Selected excerpt
Jumping on the Bandwagon
ARM is ubiquitous.ARM-based hardware platforms command a 90% or greater market share of embedded controller and mobile application processors. Adoption of ARM in the edge and server markets is growing, too, with companies like Apple and Amazon rolling out their own ARM-based silicon in the past year. Devices are increasingly configured with the 64-bit ARM architecture and hardware support for virtualization, making them ideal candidates for running Nanos and a logical next step on our support roadmap.
A Little Background...
Early development of the Nanos unikernel targeted applications running on major cloud providers, which were then universally based on the x86-64 architecture. It seemed that the target audience for Nanos would be firmly seated in this Intel-centric ecosystem for some time to come, and our development was more focused on getting a proof-of-concept up and running rather than considering what platforms might be supported in the future.
With time came increased interest in the application of unikernels at the edge and in embedded devices. This demand led us to take this first step towards portability and add support for the 64-bit ARM architecture (aarch64).
In this post, we'll give a little tour to show how one can cross-compile an aarch64 image, run it under emulation (no ARM device needed) as well as under KVM running on a Raspberry Pi 4. Then we'll discuss the development of this port and some of the peculiarities that arose along the way.
Preparing the environment
For this guide we'll assume you're cross-compiling on a Debian-based machine. First install gcc for aarch64 (we've tested on versions going back to 7.5.0):
sudo apt-get install gcc-aarch64-linux-gnu
Building a modern QEMU:
We recommend installing QEMU version 5.2.0 or newer to get the latest ARM support. Debian's QEMU packages are much older, and the QEMU project doesn't appear to provide Debian packages, so we'll just do a build straight from git:
Install dependencies for the QEMU build:
sudo apt install ninja-build libglib2.0-dev libpixman-1-dev
Now let's pull a QEMU tree, with only one level of commit history, and check out the v5.2.0 tag:
git clone --depth 1 --branch v5.2.0 https://gitlab.com/qemu-project/qemu.git qemu-v5.2.0 cd qemu-v5.2.0/ mkdir build cd build
Configure and build. Note that you may wish to add other targets to "--target-list", separated by commas.

[Region pointing data]

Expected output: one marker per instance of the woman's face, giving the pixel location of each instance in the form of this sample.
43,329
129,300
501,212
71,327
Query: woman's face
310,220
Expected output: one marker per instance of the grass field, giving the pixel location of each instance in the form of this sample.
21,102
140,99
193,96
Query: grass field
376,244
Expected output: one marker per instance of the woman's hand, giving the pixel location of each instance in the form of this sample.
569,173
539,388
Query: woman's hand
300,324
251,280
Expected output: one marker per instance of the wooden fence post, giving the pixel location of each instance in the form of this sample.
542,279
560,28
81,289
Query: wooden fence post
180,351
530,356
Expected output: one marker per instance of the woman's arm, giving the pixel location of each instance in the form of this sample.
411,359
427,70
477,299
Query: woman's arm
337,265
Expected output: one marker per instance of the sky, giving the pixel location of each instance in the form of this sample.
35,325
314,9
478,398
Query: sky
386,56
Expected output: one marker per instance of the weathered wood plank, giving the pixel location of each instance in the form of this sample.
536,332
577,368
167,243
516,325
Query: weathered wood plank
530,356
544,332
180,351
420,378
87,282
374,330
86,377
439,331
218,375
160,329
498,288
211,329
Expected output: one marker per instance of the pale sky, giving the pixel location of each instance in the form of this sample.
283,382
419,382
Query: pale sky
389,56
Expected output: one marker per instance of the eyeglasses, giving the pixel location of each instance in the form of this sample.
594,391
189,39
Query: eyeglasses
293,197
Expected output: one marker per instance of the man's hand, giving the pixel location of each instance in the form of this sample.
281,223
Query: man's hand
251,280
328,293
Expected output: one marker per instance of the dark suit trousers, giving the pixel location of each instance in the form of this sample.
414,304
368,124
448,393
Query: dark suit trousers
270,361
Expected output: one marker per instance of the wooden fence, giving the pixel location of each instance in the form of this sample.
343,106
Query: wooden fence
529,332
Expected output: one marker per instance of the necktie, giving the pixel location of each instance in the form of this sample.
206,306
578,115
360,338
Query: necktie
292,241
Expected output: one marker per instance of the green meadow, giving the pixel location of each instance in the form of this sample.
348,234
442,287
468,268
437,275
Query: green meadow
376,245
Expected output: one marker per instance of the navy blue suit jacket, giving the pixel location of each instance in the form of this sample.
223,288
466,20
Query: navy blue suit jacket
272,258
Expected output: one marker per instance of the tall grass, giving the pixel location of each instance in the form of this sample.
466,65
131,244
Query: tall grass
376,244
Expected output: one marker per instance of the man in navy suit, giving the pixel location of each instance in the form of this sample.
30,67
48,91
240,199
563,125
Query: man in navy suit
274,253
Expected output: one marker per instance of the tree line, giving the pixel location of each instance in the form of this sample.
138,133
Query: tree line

Directions
1 > According to the Nanos ARM article above, which QEMU version or newer is recommended for the latest ARM support?
2 > Reproduce the passage of the Nanos ARM article above between "Early development of" and "in the future.", inclusive.

Exercise solutions
1 > QEMU version 5.2.0 or newer.

2 >
Early development of the Nanos unikernel targeted applications running on major cloud providers, which were then universally based on the x86-64 architecture. It seemed that the target audience for Nanos would be firmly seated in this Intel-centric ecosystem for some time to come, and our development was more focused on getting a proof-of-concept up and running rather than considering what platforms might be supported in the future.